Exercices proposés:
[1] Dans le texte sur les lignes directrices de mobilité, réécrivez sous forme de liste le paragraphe qui commence par « Les « LDG », établies au niveau de chaque ministère ». Gardez-en les faits principaux.
[2] Relevez toutes les obligations imposées aux agents dans le passage du texte sur les lignes directrices de mobilité qui commence par « Des obligations renforcées pesant sur les agents ».

Texte fourni:

◇ ◇ ◇

Lignes directrices en matière de mobilité : la disparition de la compétence de la CAP en matière de mobilité ou l’arbitraire et l’opacité de l’administration

Lors d’une « réunion de travail » en date du 6 novembre 2019, la DRH a exposé aux organisations syndicales un projet des lignes directrices de gestion relatives à la mobilité des agents des ministères sociaux, édictées en application de l’article 30 de la loi n° 2019-828 du 6 août 2019 de transformation de la fonction publique.

Les « LDG », établies au niveau de chaque ministère qui dispose de marges de manœuvre conséquentes, ont désormais vocation à régir la carrière des agents titulaires et contractuels en CDI en matière de mobilité à compter du 1er janvier 2020. Un décret (non fourni aux organisations syndicales) viendra préciser les principes d’ici la fin de l’année. D’autres lignes directrices seront édictées pour les avancements et entreront en vigueur en 2021. La forme de ce document n’est pas encore fixée, toutefois, ces LDG seront publiées et seront opposables à l’administration.

Le projet communiqué affiche notamment comme « nouveautés » la « déconcentration de la décision du choix des candidats au niveau de chaque recruteur » avec la mise en place d’une « mutation en temps réel ». Toutefois, les objectifs affichés sont clairs et nous ont été rappelés lors de la réunion : éviction des organisations syndicales des questions relatives à la mobilité/avancement et augmentation du nombre de contractuels au sein de l’administration.

A la lecture de ce document, nos craintes sont nombreuses :

  • Absence de transparence sur les postes disponibles: la mobilité n’est plus décidée nationalement mais régionalement, voire même par « service ». Tout passera désormais par le portail « Place de l’emploi public », aucune liste des postes vacants ne sera transmise aux agents ou aux organisations syndicales car, comme l’a précisé la DRH, « La loi FP a été faite pour évincer les syndicats, c’est pas pour qu’ils reviennent par la fenêtre».
  • Absence de transparence sur les critères de départage : les LDG mentionnent la prise en compte d’un « faisceau de critères qui guide l’établissement des priorités» au titre desquels on trouve pêle-mêle le critère très subjectif de « l’adéquation du profil au poste» et, de manière accessoire, les critères légaux de priorité de l’article 60 de la loi n° 84-16 du 11 janvier 1984 (rapprochement de conjoint, handicap, proche-aidant…). Aucune hiérarchisation n’a été fixée, mais les règles semblent être claires, les LDG rappelant que « la sélection des candidatures [doit être] fondée exclusivement sur les compétences », exit les critères objectifs de rapprochement de conjoints, d’ancienneté ou autres…
  • Des obligations renforcées pesant sur les agents…: l’agent doit postuler sur le portail « Place de l’emploi public » en envoyant un CV et une lettre de motivation, il doit « demander lui-même un entretien auprès des recruteurs » et il ne peut renoncer, sauf cas de force majeure, à être affecté sur le poste demandé. Grande nouveauté également, la fixation par notre ministère d’une durée minimale de 2 ans (et de 3 ans lorsque le poste est situé dans une zone géographique caractérisée par des difficultés particulières de recrutement) et d’une durée maximale sur certains postes, comme à l’inspection, de 8 ans, soit une mobilité forcée !

◇ ◇ ◇

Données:

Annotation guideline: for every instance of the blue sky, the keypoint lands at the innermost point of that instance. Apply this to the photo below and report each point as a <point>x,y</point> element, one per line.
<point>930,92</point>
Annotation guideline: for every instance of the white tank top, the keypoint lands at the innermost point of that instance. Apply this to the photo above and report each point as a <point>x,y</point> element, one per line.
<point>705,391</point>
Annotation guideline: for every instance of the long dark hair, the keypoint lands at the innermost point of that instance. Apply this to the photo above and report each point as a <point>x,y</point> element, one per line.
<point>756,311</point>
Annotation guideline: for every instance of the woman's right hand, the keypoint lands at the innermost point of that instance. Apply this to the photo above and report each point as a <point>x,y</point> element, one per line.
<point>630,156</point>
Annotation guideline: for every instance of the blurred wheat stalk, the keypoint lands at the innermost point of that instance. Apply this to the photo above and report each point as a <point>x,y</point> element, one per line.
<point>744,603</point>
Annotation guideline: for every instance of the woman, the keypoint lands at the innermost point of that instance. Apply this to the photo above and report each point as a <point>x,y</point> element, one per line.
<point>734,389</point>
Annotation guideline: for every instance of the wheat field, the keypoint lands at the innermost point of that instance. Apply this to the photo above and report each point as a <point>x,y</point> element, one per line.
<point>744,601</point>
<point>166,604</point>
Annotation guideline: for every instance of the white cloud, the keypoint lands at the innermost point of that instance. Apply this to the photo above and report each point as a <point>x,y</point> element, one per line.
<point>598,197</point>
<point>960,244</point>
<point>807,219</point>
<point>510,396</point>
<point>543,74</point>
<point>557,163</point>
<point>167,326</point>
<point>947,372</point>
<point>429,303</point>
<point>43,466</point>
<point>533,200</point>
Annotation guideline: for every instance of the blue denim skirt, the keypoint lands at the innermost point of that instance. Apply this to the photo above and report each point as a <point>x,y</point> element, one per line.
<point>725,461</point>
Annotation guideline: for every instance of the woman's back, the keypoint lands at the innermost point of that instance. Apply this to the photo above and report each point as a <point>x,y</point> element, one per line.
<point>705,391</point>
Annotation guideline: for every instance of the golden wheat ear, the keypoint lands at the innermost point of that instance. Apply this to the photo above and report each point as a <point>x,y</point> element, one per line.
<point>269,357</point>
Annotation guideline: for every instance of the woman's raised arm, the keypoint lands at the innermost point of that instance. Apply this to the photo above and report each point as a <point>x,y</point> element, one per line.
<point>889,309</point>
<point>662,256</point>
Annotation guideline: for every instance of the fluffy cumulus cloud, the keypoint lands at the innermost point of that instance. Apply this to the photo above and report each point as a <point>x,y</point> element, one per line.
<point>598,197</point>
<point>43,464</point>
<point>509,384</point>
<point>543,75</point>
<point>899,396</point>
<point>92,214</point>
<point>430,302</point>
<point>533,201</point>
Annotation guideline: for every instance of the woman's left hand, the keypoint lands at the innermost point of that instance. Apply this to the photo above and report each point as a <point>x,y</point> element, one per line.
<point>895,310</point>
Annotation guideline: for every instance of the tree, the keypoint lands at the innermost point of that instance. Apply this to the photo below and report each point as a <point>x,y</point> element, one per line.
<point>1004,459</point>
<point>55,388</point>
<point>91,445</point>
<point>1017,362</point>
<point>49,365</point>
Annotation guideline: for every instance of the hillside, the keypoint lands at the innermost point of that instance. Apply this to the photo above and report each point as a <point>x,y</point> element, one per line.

◇ ◇ ◇

Réponses attendues:
[1]
- Chaque ministère fixe ses LDG et garde une grande marge de manœuvre.
- À partir du 1er janvier 2020, elles encadrent la mobilité des agents titulaires et des contractuels en CDI.
- Un décret, qui n'a pas été remis aux syndicats, en précisera les principes d'ici la fin de l'année.
- D'autres lignes directrices encadreront les avancements et s'appliqueront en 2021.
- La forme du document n'est pas encore arrêtée. Les LDG seront publiées et opposables à l'administration.

[2]
- Postuler sur le portail « Place de l'emploi public » en envoyant un CV et une lettre de motivation.
- Demander lui-même un entretien auprès des recruteurs.
- Ne pas renoncer au poste demandé, sauf en cas de force majeure.
- Rester au moins 2 ans sur le poste, ou 3 ans dans une zone où le recrutement est particulièrement difficile.
- Ne pas dépasser une durée maximale sur certains postes, par exemple 8 ans à l'inspection.